Apply what you read ::
1 > Answer these from the post on exercising with M.E.:
(a) What two kinds of response does the research show pushing sets off?
(b) What medication did the writer start, and for what condition?
(c) What happened to the people with M.E. whom the writer knows after they tried to engage in life, work, or exercise again?
2 > In one to three sentences, explain why the writer of the post on exercising with M.E. sees few ways to lose weight.
3 > List every activity or exposure that the post on exercising with M.E. names as making the writer crash.

Quoted passage ::

◆ ◆ ◆ ◆

There are many reasons why this is a bad idea.

First, while most Dr.s and the general public are ignorant about the detrimental effects of exertion and exercise on people with M.E., the research is starting to show that what patients and specialists have been claiming for years and years is true: M.E. is a disease that effects metabolism on a cellular level.  Also, there is a quantity of research now which demonstrates that activity, exertion, or "pushing" makes M.E. folks sicker (there is both an immune and inflammatory response).

Anecdotally, I know a couple folks with M.E. who had a better period, tried to engage in life/work/exercise again, and ended up permanently relapsed and worse than they were when they originally got ill.  Finally, since I crash from just standing too long (e.g. doing dishes standing), taking my dad on an outing, driving, being exposed to too much noise and/or florescent lighting, visiting on the phone too long, why would I add more exertion to my life?

All these are logical arguments against me doing this experiment.

Then why did I do it anyways?


  • Since I've started a low dose Beta Blocker for POTS, I've gained some weight and often feel disgusted by my own body. I can't see eating much less, which leaves few options for losing a little.
  • For someone who used to love being outdoors and athletic, and who now understands this disease is never going away, lately I've felt trapped in my own body. I just want to push and sweat. I miss being active so much I could scream.

◆ ◆ ◆ ◆

Information given ::
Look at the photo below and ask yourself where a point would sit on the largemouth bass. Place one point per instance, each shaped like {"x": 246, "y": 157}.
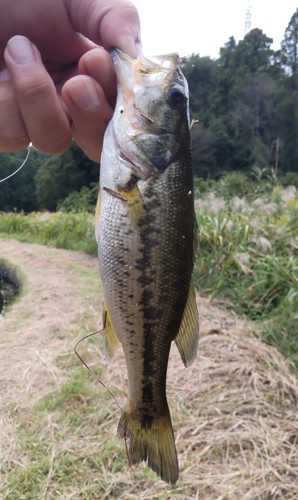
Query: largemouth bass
{"x": 147, "y": 246}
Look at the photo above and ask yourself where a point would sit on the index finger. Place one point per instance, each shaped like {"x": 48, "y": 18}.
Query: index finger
{"x": 110, "y": 24}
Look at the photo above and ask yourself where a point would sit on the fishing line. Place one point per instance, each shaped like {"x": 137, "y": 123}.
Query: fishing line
{"x": 18, "y": 169}
{"x": 89, "y": 369}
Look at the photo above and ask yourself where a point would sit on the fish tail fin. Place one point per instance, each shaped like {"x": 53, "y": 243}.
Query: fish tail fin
{"x": 151, "y": 440}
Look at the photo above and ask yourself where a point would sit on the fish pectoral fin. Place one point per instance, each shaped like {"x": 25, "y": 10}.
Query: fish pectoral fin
{"x": 135, "y": 206}
{"x": 97, "y": 215}
{"x": 110, "y": 339}
{"x": 187, "y": 339}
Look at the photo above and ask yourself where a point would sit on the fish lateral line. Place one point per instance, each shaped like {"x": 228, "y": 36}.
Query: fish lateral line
{"x": 89, "y": 369}
{"x": 116, "y": 194}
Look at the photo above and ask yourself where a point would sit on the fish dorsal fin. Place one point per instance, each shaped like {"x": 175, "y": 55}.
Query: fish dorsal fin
{"x": 135, "y": 207}
{"x": 110, "y": 339}
{"x": 195, "y": 238}
{"x": 187, "y": 338}
{"x": 97, "y": 215}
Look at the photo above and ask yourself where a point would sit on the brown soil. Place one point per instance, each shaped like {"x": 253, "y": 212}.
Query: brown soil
{"x": 29, "y": 333}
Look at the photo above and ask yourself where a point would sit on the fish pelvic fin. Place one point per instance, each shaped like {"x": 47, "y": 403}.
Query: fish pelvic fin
{"x": 110, "y": 339}
{"x": 151, "y": 440}
{"x": 187, "y": 339}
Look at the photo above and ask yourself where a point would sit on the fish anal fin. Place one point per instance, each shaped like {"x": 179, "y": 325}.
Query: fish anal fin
{"x": 135, "y": 206}
{"x": 152, "y": 442}
{"x": 110, "y": 339}
{"x": 187, "y": 339}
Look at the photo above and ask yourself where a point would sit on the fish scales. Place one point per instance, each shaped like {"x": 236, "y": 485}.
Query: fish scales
{"x": 146, "y": 240}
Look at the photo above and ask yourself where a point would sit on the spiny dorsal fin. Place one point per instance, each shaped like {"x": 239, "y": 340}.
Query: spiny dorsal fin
{"x": 188, "y": 336}
{"x": 110, "y": 339}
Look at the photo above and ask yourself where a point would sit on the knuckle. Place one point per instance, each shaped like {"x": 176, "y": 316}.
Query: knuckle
{"x": 53, "y": 143}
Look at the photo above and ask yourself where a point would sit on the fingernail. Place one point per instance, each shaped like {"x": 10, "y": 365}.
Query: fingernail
{"x": 86, "y": 98}
{"x": 21, "y": 49}
{"x": 5, "y": 76}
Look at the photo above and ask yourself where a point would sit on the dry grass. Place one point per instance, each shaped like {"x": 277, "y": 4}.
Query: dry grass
{"x": 234, "y": 413}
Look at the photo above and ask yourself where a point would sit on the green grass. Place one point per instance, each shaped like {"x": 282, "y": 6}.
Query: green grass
{"x": 61, "y": 230}
{"x": 247, "y": 254}
{"x": 248, "y": 258}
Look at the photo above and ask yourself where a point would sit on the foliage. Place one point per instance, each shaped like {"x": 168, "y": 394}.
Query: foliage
{"x": 248, "y": 257}
{"x": 18, "y": 192}
{"x": 83, "y": 201}
{"x": 62, "y": 174}
{"x": 69, "y": 231}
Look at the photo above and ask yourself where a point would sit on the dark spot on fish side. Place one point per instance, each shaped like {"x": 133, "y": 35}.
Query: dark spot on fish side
{"x": 147, "y": 421}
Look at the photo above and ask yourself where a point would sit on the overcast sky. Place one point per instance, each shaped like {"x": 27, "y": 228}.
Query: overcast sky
{"x": 202, "y": 27}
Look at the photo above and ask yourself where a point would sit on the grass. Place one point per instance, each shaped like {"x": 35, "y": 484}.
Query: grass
{"x": 61, "y": 230}
{"x": 248, "y": 259}
{"x": 234, "y": 410}
{"x": 247, "y": 255}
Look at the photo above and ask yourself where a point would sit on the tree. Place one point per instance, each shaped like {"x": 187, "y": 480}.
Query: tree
{"x": 62, "y": 174}
{"x": 18, "y": 192}
{"x": 289, "y": 47}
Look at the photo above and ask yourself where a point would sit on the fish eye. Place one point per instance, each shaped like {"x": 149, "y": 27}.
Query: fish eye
{"x": 176, "y": 96}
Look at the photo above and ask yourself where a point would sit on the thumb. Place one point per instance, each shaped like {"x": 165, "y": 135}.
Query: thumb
{"x": 112, "y": 23}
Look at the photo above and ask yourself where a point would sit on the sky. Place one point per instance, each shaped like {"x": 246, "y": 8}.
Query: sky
{"x": 203, "y": 26}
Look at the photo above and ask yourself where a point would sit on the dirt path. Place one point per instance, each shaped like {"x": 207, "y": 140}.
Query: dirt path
{"x": 235, "y": 408}
{"x": 33, "y": 332}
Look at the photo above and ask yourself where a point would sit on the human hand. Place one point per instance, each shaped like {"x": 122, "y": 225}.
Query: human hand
{"x": 60, "y": 85}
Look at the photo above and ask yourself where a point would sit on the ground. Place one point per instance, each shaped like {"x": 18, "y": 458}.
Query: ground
{"x": 234, "y": 410}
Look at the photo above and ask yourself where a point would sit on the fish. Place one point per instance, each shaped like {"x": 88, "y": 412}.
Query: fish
{"x": 146, "y": 233}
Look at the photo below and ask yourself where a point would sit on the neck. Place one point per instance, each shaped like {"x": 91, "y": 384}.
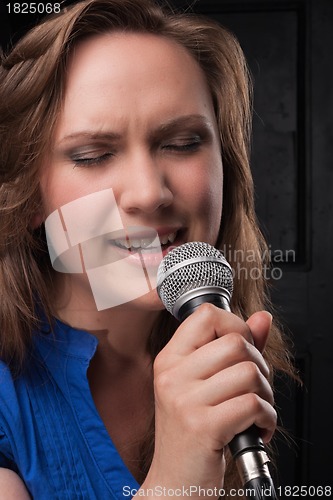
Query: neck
{"x": 122, "y": 331}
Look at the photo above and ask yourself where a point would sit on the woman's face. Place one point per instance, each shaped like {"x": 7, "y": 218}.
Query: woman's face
{"x": 138, "y": 120}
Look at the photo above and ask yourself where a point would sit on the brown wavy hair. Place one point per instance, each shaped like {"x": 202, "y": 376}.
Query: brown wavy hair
{"x": 32, "y": 79}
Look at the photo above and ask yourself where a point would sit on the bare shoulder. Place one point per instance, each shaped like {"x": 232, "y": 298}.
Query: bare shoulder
{"x": 12, "y": 486}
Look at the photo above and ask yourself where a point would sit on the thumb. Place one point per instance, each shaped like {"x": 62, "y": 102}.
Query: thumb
{"x": 260, "y": 324}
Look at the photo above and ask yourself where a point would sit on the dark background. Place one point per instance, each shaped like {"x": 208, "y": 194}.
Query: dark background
{"x": 289, "y": 47}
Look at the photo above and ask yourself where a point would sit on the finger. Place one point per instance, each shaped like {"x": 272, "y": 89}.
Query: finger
{"x": 260, "y": 324}
{"x": 222, "y": 353}
{"x": 206, "y": 324}
{"x": 240, "y": 413}
{"x": 233, "y": 382}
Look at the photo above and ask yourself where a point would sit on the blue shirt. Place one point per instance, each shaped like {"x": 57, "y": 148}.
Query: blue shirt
{"x": 50, "y": 430}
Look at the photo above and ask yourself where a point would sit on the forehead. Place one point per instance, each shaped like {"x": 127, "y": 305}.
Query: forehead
{"x": 132, "y": 63}
{"x": 131, "y": 82}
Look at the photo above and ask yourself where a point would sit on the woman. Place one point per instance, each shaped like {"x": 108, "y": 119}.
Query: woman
{"x": 117, "y": 106}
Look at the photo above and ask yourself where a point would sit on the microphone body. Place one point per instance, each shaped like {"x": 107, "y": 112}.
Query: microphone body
{"x": 190, "y": 275}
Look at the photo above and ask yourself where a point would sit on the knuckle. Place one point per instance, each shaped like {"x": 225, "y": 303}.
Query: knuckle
{"x": 252, "y": 372}
{"x": 163, "y": 383}
{"x": 254, "y": 403}
{"x": 207, "y": 309}
{"x": 238, "y": 344}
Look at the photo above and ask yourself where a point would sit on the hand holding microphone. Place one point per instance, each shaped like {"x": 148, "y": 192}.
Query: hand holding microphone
{"x": 194, "y": 274}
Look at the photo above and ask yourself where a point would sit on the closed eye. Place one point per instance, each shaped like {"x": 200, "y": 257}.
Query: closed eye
{"x": 85, "y": 160}
{"x": 183, "y": 145}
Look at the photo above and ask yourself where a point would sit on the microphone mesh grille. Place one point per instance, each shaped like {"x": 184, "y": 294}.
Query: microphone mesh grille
{"x": 177, "y": 276}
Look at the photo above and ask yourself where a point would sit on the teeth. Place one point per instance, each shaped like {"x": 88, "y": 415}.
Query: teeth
{"x": 172, "y": 237}
{"x": 136, "y": 243}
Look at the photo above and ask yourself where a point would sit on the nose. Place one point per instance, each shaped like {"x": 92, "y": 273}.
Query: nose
{"x": 145, "y": 185}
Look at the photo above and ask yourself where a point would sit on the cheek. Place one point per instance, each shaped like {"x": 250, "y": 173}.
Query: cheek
{"x": 203, "y": 189}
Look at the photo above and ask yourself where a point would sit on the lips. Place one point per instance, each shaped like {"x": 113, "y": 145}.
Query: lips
{"x": 149, "y": 240}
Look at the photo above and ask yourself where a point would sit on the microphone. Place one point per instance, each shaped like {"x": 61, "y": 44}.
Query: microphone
{"x": 188, "y": 276}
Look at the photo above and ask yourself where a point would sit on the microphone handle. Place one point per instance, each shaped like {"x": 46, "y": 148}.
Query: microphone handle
{"x": 247, "y": 448}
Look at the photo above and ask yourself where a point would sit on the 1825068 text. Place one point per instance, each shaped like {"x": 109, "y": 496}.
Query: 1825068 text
{"x": 33, "y": 8}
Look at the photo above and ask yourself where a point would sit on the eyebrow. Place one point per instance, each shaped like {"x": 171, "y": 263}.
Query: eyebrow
{"x": 172, "y": 125}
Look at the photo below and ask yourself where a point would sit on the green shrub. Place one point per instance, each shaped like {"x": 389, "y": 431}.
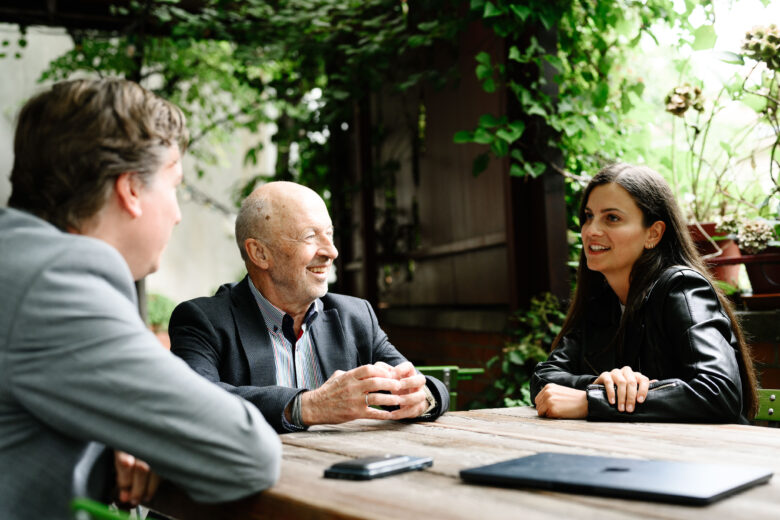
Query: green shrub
{"x": 531, "y": 336}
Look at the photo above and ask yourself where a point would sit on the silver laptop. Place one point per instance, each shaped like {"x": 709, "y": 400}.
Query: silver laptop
{"x": 653, "y": 480}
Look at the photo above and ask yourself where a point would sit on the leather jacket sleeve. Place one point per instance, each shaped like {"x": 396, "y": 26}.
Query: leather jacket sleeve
{"x": 685, "y": 315}
{"x": 563, "y": 367}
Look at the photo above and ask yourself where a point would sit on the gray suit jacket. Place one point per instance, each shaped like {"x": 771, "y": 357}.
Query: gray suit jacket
{"x": 77, "y": 364}
{"x": 224, "y": 338}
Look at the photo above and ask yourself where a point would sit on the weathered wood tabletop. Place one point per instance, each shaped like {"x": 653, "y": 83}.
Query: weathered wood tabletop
{"x": 465, "y": 439}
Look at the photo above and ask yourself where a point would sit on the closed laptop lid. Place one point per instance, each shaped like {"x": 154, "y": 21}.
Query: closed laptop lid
{"x": 655, "y": 480}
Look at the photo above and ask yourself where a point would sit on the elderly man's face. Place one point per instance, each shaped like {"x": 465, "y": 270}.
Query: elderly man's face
{"x": 303, "y": 251}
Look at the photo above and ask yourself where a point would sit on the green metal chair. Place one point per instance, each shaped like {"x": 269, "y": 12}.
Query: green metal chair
{"x": 93, "y": 481}
{"x": 450, "y": 375}
{"x": 768, "y": 405}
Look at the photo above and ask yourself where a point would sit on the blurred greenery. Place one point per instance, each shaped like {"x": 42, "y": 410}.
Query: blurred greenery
{"x": 531, "y": 335}
{"x": 159, "y": 309}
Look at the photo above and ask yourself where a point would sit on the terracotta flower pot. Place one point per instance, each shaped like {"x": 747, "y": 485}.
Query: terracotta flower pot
{"x": 764, "y": 271}
{"x": 724, "y": 273}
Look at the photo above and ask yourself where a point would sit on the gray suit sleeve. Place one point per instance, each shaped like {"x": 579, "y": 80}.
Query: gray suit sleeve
{"x": 83, "y": 362}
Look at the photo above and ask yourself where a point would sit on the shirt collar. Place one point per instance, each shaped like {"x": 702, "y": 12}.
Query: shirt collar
{"x": 274, "y": 316}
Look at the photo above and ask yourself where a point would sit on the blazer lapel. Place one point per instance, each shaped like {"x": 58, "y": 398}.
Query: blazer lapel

◆ ◆ ◆ ◆

Answer set ::
1 >
(a) An immune response and an inflammatory response.
(b) A low-dose beta blocker, for POTS.
(c) They ended up permanently relapsed and worse than they were when they first got ill.

2 > The writer gained some weight after starting a low-dose beta blocker for POTS. The writer can't see eating much less, so few options are left for losing a little.

3 >
- Standing too long, such as doing dishes while standing
- Taking the writer's dad on an outing
- Driving
- Being exposed to too much noise and/or florescent lighting
- Visiting on the phone too long